━━ Teks Bacaan

Oleh karena itu, Allah memberikan kita kemampuan untuk memilih: mencintai-Nya atau berpaling dari-Nya. Kehidupan di dunia ini adalah panggung di mana kita diberikan kebebasan untuk menentukan jalan yang ingin kita tempuh.
Memang mudah untuk mencintai Tuhan dan bersyukur atas segala nikmat-Nya ketika kita sehat dan sejahtera. Namun, bagaimana ketika kita diuji dengan penyakit dan kehilangan? Akankah kita tetap bersyukur? Atau justru kita akan merasa putus asa dan mempertanyakan keadilan-Nya?
Dalam situasi sulit seperti itu, umat Islam diajarkan untuk tetap bersabar dan memohon kepada Allah agar diangkat segala kesulitan, kesedihan, dan penyakit yang mendera, serta digantikan dengan kesehatan, keberkahan, dan kebahagiaan. Menariknya, ada juga pandangan yang menyatakan bahwa penyakit bisa menjadi sebuah berkah. Pernahkah Anda mendengarnya?
Sebenarnya, ada beberapa cara bagaimana penyakit bisa dipandang sebagai berkah. Pertama, karena hidup ini adalah ujian, maka setiap penyakit yang kita hadapi adalah kesempatan untuk meningkatkan derajat kita di sisi Allah. Seperti halnya ujian di sekolah, jika kita berhasil melewatinya, kita akan naik ke tingkat yang lebih tinggi.
Kedua, penyakit itu sendiri bisa menjadi jalan penghapus dosa atau konsekuensi dari kesalahan yang pernah kita lakukan. Setiap perbuatan, baik atau buruk, pasti akan menuai balasannya. Jika kita berbuat dosa, maka hukumannya akan menanti, entah di dunia ini atau di akhirat kelak.
Umat Islam percaya bahwa jika konsekuensi negatif dari perbuatan buruk kita dialami di dunia ini, itu jauh lebih baik daripada menanggungnya di akhirat. Dengan kata lain, lebih baik kita "membayar" hukumannya sekarang. Dalam konteks ini, penyakit bisa dipandang sebagai bentuk "hukuman" yang menghapus dosa-dosa kita.

━━━━
━━ Data Masukan

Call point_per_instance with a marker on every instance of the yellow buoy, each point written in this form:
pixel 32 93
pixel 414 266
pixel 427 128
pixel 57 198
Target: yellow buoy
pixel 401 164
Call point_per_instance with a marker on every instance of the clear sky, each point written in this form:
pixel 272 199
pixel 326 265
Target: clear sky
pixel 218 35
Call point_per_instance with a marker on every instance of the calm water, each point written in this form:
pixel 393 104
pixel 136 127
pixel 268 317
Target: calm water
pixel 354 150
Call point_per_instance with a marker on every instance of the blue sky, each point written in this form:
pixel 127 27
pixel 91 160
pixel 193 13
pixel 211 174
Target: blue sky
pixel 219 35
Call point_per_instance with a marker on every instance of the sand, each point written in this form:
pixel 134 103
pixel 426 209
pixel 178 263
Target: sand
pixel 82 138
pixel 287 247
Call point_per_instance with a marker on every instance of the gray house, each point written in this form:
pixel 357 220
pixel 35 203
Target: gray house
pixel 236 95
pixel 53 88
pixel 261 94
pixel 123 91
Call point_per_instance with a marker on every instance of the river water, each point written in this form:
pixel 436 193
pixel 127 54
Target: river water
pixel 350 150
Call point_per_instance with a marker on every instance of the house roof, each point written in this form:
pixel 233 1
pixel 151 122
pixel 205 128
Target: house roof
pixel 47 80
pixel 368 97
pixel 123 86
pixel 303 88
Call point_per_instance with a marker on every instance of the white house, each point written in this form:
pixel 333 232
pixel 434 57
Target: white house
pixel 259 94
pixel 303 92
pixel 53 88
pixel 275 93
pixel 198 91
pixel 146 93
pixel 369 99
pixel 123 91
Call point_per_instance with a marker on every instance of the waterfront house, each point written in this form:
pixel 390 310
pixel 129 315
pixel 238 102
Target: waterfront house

━━━━

## [Daftar Tugas]
a: Menurut teks bacaan tentang penyakit sebagai berkah, apa saja yang dimohonkan umat Islam kepada Allah agar diangkat dalam situasi sulit?
b: Salin kembali baris-baris data, mulai dari baris pertama data hingga baris yang memuat "pixel 303 88".
Teks bacaan dan baris-baris data merupakan dua bahan yang berdiri sendiri.

## [Kunci Jawaban]
a:
kesulitan
kesedihan
penyakit yang mendera

b:
Call point_per_instance with a marker on every instance of the yellow buoy, each point written in this form:
pixel 32 93
pixel 414 266
pixel 427 128
pixel 57 198
Target: yellow buoy
pixel 401 164
Call point_per_instance with a marker on every instance of the clear sky, each point written in this form:
pixel 272 199
pixel 326 265
Target: clear sky
pixel 218 35
Call point_per_instance with a marker on every instance of the calm water, each point written in this form:
pixel 393 104
pixel 136 127
pixel 268 317
Target: calm water
pixel 354 150
Call point_per_instance with a marker on every instance of the blue sky, each point written in this form:
pixel 127 27
pixel 91 160
pixel 193 13
pixel 211 174
Target: blue sky
pixel 219 35
Call point_per_instance with a marker on every instance of the sand, each point written in this form:
pixel 134 103
pixel 426 209
pixel 178 263
Target: sand
pixel 82 138
pixel 287 247
Call point_per_instance with a marker on every instance of the gray house, each point written in this form:
pixel 357 220
pixel 35 203
Target: gray house
pixel 236 95
pixel 53 88
pixel 261 94
pixel 123 91
Call point_per_instance with a marker on every instance of the river water, each point written in this form:
pixel 436 193
pixel 127 54
Target: river water
pixel 350 150
Call point_per_instance with a marker on every instance of the house roof, each point written in this form:
pixel 233 1
pixel 151 122
pixel 205 128
Target: house roof
pixel 47 80
pixel 368 97
pixel 123 86
pixel 303 88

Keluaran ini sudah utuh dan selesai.